> [Work required] Find every line in the rows below that contains the word "badge", matching case exactly, and copy each of those lines in full.
--------
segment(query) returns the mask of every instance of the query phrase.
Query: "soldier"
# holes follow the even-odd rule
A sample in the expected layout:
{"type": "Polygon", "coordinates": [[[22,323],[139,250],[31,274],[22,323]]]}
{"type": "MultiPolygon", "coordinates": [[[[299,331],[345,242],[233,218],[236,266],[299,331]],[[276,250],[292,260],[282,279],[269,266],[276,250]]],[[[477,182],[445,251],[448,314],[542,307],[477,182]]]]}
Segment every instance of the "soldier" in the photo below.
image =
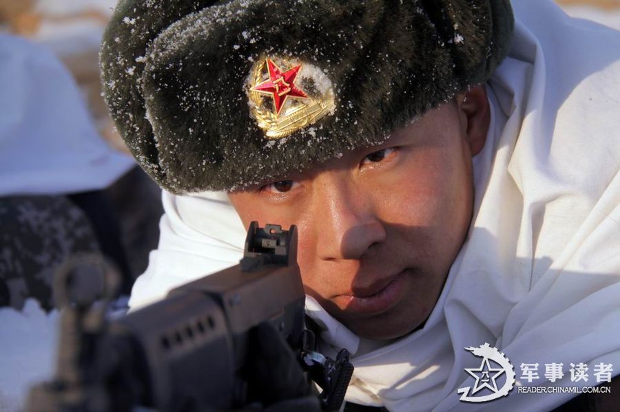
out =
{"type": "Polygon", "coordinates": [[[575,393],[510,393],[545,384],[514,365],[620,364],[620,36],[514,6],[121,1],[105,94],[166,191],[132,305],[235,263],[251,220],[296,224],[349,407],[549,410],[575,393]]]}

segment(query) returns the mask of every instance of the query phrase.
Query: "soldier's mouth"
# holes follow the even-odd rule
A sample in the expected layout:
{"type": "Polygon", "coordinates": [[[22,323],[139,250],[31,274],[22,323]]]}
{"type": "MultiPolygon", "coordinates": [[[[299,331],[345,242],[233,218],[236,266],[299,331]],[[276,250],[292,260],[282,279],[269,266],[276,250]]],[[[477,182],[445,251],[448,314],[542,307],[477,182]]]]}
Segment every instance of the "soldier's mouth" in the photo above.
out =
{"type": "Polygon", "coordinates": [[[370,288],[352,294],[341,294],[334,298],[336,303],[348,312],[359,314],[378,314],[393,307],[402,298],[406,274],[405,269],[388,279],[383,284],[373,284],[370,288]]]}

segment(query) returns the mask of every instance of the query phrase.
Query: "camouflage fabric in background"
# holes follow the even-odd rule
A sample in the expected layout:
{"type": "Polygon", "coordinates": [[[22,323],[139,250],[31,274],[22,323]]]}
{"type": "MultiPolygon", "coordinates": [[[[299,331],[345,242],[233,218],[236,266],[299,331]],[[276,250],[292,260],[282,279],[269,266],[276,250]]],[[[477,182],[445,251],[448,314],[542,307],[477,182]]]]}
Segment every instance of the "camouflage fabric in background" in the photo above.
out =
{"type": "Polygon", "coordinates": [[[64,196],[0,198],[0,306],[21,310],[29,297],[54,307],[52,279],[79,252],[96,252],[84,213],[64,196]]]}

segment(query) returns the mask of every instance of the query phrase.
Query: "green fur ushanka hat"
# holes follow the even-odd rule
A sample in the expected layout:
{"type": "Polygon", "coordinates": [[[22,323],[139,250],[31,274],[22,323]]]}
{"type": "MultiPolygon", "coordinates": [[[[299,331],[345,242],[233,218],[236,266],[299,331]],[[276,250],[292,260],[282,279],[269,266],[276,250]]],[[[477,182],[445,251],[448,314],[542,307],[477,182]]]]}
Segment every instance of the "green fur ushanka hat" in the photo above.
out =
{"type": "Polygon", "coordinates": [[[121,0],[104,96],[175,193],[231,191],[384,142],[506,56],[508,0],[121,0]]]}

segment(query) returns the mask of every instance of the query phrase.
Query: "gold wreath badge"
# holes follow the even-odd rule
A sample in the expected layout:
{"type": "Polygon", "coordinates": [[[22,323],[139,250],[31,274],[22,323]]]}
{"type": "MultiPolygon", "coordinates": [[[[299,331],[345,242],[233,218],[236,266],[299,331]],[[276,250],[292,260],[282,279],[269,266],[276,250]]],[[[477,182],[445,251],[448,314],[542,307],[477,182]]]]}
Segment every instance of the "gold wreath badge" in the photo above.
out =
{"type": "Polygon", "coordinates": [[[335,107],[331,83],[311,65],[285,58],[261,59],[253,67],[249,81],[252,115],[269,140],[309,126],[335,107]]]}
--------
> [Solution for this task]
Query: "gold wreath badge"
Segment every instance of the "gold wreath badge" in the photo above.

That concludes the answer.